━━ DATASET RECORDS ━━
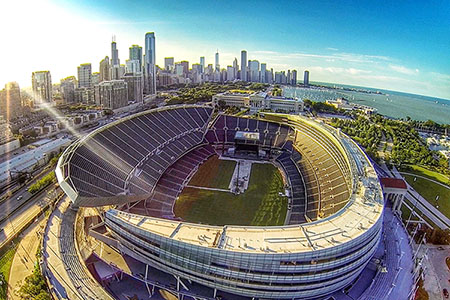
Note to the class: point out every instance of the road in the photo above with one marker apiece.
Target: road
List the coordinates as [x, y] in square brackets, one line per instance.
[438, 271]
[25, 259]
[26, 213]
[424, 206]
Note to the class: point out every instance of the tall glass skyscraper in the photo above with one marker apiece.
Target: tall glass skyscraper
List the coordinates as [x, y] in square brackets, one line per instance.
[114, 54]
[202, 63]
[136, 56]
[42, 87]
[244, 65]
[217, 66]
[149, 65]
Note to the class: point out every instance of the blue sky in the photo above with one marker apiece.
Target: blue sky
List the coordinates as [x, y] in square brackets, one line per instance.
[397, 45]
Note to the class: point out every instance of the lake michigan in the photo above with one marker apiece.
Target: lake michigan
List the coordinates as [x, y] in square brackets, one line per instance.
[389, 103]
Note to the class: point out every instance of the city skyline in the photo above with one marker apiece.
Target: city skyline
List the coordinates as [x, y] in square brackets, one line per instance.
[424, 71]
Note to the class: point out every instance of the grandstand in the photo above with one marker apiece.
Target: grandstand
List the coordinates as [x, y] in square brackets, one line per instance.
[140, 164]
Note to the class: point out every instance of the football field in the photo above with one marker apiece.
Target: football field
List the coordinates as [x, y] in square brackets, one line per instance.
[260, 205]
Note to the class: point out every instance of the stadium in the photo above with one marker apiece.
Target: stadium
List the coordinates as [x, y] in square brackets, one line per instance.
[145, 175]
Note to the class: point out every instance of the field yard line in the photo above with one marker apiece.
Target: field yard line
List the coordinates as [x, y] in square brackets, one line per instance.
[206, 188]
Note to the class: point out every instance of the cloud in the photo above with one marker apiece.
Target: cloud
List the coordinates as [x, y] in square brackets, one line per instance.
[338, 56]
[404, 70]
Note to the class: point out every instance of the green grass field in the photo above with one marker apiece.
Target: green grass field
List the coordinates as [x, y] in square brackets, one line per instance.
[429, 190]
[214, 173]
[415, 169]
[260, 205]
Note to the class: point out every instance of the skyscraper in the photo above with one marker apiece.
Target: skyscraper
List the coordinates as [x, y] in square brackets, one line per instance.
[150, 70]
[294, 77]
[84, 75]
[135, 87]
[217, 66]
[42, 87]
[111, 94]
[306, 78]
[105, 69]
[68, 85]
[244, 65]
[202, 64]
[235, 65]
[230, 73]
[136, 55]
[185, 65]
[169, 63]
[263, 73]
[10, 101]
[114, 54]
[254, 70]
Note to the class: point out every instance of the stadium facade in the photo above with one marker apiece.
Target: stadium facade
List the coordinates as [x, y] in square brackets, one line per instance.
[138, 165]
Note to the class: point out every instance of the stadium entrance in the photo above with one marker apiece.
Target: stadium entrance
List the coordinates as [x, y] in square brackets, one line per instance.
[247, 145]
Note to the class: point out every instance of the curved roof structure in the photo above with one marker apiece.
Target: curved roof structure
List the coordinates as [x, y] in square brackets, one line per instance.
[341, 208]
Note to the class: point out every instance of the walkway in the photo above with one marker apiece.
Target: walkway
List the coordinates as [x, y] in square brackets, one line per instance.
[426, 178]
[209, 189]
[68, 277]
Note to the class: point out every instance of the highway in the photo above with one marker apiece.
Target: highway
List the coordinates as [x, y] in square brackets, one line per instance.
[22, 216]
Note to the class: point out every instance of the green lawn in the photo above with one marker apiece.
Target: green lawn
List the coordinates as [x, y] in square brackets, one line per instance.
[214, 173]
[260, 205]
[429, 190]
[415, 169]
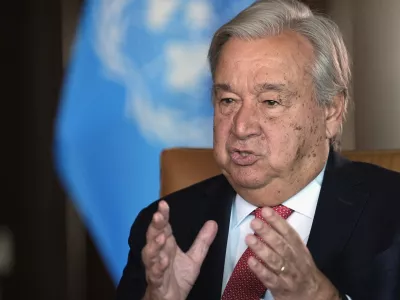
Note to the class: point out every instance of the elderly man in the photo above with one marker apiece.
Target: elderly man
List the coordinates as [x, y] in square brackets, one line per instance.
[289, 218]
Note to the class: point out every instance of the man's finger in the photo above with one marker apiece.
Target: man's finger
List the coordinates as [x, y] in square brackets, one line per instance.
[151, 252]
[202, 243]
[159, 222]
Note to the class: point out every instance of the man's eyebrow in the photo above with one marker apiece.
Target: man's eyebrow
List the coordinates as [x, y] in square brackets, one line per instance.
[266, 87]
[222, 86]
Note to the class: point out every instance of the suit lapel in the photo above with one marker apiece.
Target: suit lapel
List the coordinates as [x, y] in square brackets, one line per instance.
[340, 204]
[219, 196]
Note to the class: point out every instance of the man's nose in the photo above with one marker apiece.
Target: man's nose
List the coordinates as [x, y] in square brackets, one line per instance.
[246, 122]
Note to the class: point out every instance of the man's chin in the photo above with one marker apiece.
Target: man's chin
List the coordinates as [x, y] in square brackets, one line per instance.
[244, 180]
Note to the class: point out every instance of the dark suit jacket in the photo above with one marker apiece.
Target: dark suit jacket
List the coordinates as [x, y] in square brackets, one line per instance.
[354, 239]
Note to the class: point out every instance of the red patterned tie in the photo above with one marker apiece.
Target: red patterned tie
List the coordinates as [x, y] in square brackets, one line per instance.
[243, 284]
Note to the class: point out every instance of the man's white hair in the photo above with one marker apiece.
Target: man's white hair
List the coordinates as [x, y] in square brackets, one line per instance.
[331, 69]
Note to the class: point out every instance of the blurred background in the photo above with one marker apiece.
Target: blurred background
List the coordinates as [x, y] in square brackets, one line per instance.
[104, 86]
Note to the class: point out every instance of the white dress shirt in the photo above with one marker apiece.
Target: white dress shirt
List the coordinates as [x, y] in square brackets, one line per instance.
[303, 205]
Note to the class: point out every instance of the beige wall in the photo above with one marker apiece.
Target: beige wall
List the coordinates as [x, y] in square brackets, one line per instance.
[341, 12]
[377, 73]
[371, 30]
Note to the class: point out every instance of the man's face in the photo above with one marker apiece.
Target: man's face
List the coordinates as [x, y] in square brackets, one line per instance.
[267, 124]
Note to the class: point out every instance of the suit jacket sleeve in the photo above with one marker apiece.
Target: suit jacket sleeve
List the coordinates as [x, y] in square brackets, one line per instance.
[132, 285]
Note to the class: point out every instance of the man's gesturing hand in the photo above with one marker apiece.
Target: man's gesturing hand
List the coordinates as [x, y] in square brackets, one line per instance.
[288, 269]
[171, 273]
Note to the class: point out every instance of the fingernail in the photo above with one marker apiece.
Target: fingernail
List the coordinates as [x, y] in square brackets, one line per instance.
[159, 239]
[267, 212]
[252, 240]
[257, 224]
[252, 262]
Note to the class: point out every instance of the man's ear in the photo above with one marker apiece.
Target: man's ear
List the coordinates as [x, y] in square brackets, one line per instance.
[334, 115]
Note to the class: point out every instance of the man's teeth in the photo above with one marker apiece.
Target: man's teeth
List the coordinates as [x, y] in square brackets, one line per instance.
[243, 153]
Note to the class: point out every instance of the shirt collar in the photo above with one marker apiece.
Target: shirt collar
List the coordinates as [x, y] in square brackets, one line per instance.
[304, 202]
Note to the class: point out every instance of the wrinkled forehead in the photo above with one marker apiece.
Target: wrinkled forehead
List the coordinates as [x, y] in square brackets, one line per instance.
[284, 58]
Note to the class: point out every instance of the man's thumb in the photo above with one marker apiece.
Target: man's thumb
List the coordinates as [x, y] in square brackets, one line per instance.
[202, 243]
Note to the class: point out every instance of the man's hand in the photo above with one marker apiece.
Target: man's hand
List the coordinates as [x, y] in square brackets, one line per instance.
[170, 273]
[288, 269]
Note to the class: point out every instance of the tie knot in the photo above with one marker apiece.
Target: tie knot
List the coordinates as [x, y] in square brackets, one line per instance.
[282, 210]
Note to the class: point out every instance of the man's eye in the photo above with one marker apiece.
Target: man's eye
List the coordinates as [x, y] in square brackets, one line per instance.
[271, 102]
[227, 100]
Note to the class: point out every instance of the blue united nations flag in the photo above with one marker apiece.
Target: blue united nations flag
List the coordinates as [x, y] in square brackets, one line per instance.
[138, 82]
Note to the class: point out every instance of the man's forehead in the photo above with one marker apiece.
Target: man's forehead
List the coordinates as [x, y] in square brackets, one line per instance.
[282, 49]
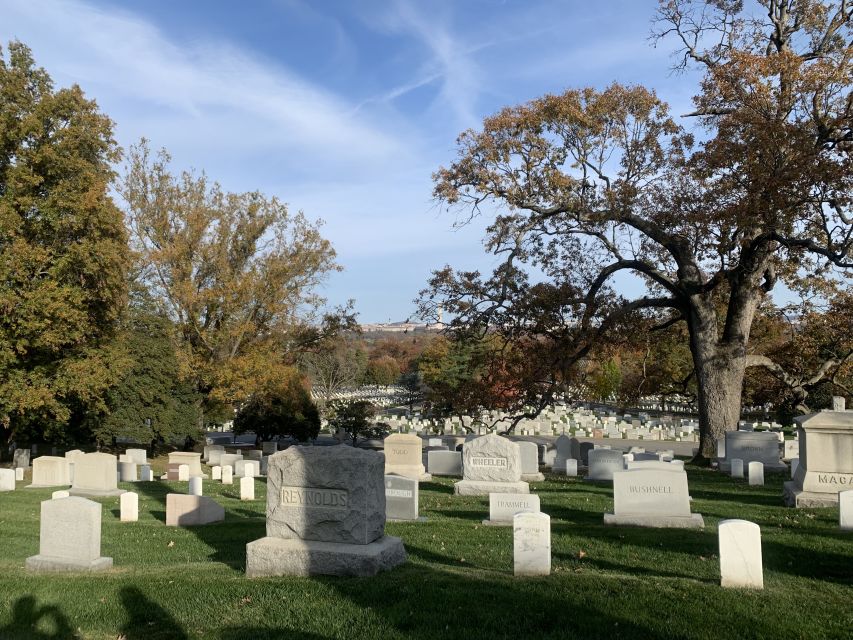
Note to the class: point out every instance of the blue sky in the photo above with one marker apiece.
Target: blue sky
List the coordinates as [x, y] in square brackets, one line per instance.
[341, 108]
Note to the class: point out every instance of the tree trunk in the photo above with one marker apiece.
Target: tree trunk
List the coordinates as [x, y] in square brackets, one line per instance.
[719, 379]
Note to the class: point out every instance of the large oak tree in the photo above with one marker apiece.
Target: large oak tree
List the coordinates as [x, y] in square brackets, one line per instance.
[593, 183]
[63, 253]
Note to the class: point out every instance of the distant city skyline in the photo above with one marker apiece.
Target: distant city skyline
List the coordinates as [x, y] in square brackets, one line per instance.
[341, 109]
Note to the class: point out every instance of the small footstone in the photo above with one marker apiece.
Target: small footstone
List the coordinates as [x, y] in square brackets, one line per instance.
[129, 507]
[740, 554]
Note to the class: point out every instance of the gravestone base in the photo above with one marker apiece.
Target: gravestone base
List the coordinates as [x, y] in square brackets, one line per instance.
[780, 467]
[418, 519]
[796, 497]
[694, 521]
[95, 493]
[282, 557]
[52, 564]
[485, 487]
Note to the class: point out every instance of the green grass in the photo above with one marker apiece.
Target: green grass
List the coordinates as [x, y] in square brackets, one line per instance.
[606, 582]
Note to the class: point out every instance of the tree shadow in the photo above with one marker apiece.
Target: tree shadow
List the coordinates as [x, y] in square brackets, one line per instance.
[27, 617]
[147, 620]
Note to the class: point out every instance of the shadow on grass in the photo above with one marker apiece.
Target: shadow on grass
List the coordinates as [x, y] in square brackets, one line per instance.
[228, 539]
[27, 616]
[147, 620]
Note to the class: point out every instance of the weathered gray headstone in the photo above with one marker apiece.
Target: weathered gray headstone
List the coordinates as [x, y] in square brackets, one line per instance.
━━━
━━ DATASET RECORDS ━━
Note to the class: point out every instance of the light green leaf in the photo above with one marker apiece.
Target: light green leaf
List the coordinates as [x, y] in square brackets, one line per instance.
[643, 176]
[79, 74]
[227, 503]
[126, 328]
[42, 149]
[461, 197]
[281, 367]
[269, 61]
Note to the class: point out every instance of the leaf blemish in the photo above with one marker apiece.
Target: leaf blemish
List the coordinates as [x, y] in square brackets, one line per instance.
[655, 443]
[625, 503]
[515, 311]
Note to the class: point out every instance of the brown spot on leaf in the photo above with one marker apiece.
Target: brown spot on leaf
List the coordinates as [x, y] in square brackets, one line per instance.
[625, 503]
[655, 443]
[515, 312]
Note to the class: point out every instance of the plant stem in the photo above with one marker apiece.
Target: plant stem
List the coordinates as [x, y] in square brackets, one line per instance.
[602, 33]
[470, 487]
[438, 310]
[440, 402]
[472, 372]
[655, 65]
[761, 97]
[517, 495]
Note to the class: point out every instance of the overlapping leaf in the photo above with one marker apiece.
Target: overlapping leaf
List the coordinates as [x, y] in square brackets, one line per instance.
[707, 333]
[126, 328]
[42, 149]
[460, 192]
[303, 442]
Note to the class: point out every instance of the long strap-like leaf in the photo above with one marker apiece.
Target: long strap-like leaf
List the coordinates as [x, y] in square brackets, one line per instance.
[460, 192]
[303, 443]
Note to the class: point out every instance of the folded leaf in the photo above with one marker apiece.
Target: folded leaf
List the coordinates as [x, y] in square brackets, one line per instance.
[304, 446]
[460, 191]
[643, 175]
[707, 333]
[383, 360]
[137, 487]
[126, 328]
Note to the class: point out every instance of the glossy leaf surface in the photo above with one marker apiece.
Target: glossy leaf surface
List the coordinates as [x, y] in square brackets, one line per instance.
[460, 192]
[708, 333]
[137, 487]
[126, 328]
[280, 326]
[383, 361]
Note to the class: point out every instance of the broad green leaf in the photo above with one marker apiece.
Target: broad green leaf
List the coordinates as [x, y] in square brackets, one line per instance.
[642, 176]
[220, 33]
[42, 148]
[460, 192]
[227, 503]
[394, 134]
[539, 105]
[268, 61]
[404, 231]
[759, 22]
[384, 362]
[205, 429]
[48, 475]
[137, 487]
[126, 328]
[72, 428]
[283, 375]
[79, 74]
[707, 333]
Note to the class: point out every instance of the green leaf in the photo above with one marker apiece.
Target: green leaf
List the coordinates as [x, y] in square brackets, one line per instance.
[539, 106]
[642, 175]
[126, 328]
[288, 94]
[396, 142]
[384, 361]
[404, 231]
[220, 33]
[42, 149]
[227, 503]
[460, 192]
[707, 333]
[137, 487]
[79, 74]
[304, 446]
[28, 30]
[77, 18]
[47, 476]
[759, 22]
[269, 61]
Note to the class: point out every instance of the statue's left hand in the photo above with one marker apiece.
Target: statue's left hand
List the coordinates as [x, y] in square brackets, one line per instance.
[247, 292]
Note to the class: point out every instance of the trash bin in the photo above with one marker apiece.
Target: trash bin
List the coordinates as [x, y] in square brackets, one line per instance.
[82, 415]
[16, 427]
━━━
** WHAT YOU HAVE TO DO **
Show each line above that contains the string "hand".

** FULL OUTPUT **
Note to the class: point out every instance of the man's gesturing hand in the photo above with one marker apiece.
Target: man's gesturing hand
Note to the class: point out every instance of the man's hand in the photo above with one marker apiece.
Target: man's hand
Note to the class: point out every instance of the statue's left hand in the photo above with one marker apiece.
Target: statue's left hand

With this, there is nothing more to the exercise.